▶ **Passage provided**
## Start
Commentary

Bulldogs, Huskies face toughest 2008 schedules

Originally Published: August 25, 2008
By Mark Schlabach | ESPN.com

Determining which college football teams have the toughest schedule in the country is largely an inexact science.

When analyzing a team's schedule, you must project which of its opponents improve from a year ago and which regress this season. For example: Notre Dame should be a tougher opponent this season than it was last season. And Hawaii doesn't figure to be nearly as good as it was with coach June Jones and record-setting quarterback Colt Brennan in 2007.

After analyzing the schedules of all 120 Division I-A teams, one thing seems certain: if Georgia begins and finishes the season ranked No. 1 in the country, the Bulldogs will have earned it.

1. Georgia Bulldogs

The No. 1-ranked Bulldogs' 12-game slate includes nine contests against opponents that played in bowl games last season, including LSU and Florida, which won the last two BCS national championships.

All told, Georgia faces eight teams coached by men who have won some sort of national championship. South Carolina's Steve Spurrier, Arizona State's Dennis Erickson, Alabama's Nick Saban, Tennessee's Phillip Fulmer, LSU's Les Miles and Florida's Urban Meyer have won Division I-A national titles. Georgia Tech's Paul Johnson won two Division I-AA national championships at Georgia Southern, and current Georgia Southern coach Chris Hatcher won a Division II national title at Valdosta (Ga.) State.
## End
▶ **Saved entries**
## Start
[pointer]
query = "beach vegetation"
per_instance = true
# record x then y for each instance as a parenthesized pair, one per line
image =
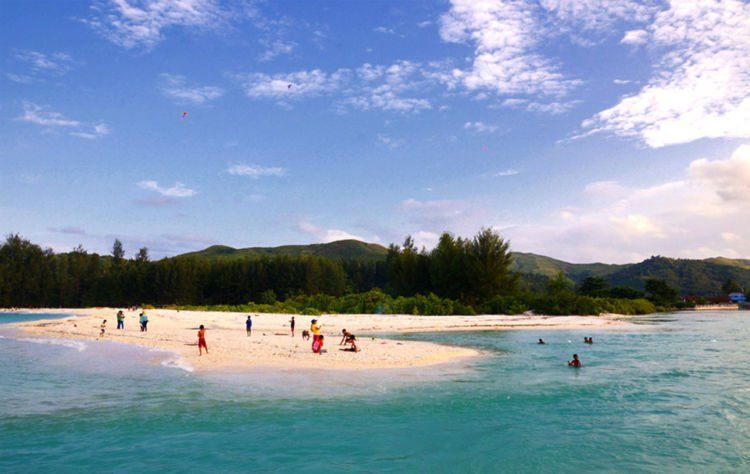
(459, 276)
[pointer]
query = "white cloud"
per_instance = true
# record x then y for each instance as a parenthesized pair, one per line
(400, 87)
(599, 14)
(607, 189)
(730, 178)
(635, 37)
(254, 171)
(141, 23)
(480, 127)
(391, 143)
(291, 86)
(19, 78)
(506, 35)
(425, 239)
(36, 114)
(383, 29)
(701, 86)
(179, 190)
(326, 235)
(177, 88)
(53, 63)
(43, 116)
(93, 132)
(702, 213)
(504, 173)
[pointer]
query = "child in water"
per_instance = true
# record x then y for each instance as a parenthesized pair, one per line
(202, 340)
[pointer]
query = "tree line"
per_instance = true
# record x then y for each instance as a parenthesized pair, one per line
(462, 274)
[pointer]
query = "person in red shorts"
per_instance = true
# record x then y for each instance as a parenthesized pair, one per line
(202, 340)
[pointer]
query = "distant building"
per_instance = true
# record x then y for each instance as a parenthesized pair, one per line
(737, 297)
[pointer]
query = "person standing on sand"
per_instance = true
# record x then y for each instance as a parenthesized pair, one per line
(144, 322)
(202, 341)
(315, 330)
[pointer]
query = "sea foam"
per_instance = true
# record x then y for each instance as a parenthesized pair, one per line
(77, 345)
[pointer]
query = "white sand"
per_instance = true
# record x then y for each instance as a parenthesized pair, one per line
(271, 344)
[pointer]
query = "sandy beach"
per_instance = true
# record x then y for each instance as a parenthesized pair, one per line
(271, 344)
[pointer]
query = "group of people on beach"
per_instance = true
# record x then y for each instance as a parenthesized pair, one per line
(142, 319)
(576, 361)
(347, 338)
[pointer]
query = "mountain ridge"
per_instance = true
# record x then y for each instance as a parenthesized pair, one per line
(690, 276)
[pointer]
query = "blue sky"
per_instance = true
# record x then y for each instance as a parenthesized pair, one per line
(585, 130)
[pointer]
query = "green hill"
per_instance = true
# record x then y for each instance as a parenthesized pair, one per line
(699, 277)
(339, 250)
(531, 263)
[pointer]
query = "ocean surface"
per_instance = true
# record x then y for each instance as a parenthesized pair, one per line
(669, 395)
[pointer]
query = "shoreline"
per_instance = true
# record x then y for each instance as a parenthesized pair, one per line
(271, 345)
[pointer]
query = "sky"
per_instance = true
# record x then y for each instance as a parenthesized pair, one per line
(586, 130)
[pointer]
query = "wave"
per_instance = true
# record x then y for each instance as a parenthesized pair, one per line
(77, 345)
(177, 362)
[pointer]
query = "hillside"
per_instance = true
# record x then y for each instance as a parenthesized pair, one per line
(700, 277)
(339, 250)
## End
▶ **To-do list**
1. Rewrite the section of the article on the toughest 2008 college football schedules that opens with the words containing "Determining which college" and closes with "BCS national championships.", substituting "Dawgs" for "Bulldogs".
2. Extend the article on the toughest 2008 college football schedules, picking up after its final sentence.

▶ **Results for the exercise**
1.
Determining which college football teams have the toughest schedule in the country is largely an inexact science.

When analyzing a team's schedule, you must project which of its opponents improve from a year ago and which regress this season. For example: Notre Dame should be a tougher opponent this season than it was last season. And Hawaii doesn't figure to be nearly as good as it was with coach June Jones and record-setting quarterback Colt Brennan in 2007.

After analyzing the schedules of all 120 Division I-A teams, one thing seems certain: if Georgia begins and finishes the season ranked No. 1 in the country, the Dawgs will have earned it.

1. Georgia Dawgs

The No. 1-ranked Dawgs' 12-game slate includes nine contests against opponents that played in bowl games last season, including LSU and Florida, which won the last two BCS national championships.

2.
The Bulldogs open the season Aug. 30 against Georgia Southern, then play defending MAC champion Central Michigan on Sept. 6 at Sanford Stadium. Then the schedule really gets tough. Georgia plays back-to-back road games at South Carolina on Sept. 13 and Arizona State on Sept. 20. The trip to Tempe, Ariz., is Georgia's first non-SEC regular-season game west of the Mississippi River since a 15-14 loss at Houston in 1967.

The Bulldogs return to Georgia for consecutive home games against Alabama and Tennessee. After hosting Vanderbilt on Oct. 18, Georgia plays at LSU on Oct. 25 and plays Florida in Jacksonville on Nov. 1. A Nov. 15 road game at Auburn also looms as a potential stumbling block.

Nonconference opponents: Georgia Southern (home), Central Michigan (home), Arizona State (road), Georgia Tech (home)

Toughest game: at LSU, Oct. 25

Easiest game: vs. Georgia Southern, Aug. 30

2. Washington Huskies

For the second season in a row, the Huskies play one of the country's hardest schedules. Washington coach Tyrone Willingham can't afford another nonwinning season after a 4-9 mark in 2007, but the Huskies probably have a very difficult time getting to .500 playing a murderer's row of opponents.

Washington opens the season with a Pac-10 road game at Oregon on Aug. 30, then plays home games against BCS hopeful BYU and defending Big 12 champion Oklahoma. Anything other than a 0-3 record to start the season would be an achievement. An Oct. 25 home game against Notre Dame -- Willingham's former employer -- rounds out the nonconference schedule.

The Huskies' Pac-10 slate also includes road games at USC on Nov. 1 and California on Dec. 6. Washington plays Oregon State, Arizona State and UCLA at home.

Nonconference opponents: BYU (home), Oklahoma (home), Notre Dame (home)

Toughest game: vs. Oklahoma, Sept. 13

Easiest game: at Washington State, Nov. 22

3. UCLA Bruins

New Bruins coach Rick Neuheisel won't get much of a honeymoon after returning to his alma mater. UCLA opens the season with a Sept. 1 home game against Tennessee and then plays at BYU on Sept. 13.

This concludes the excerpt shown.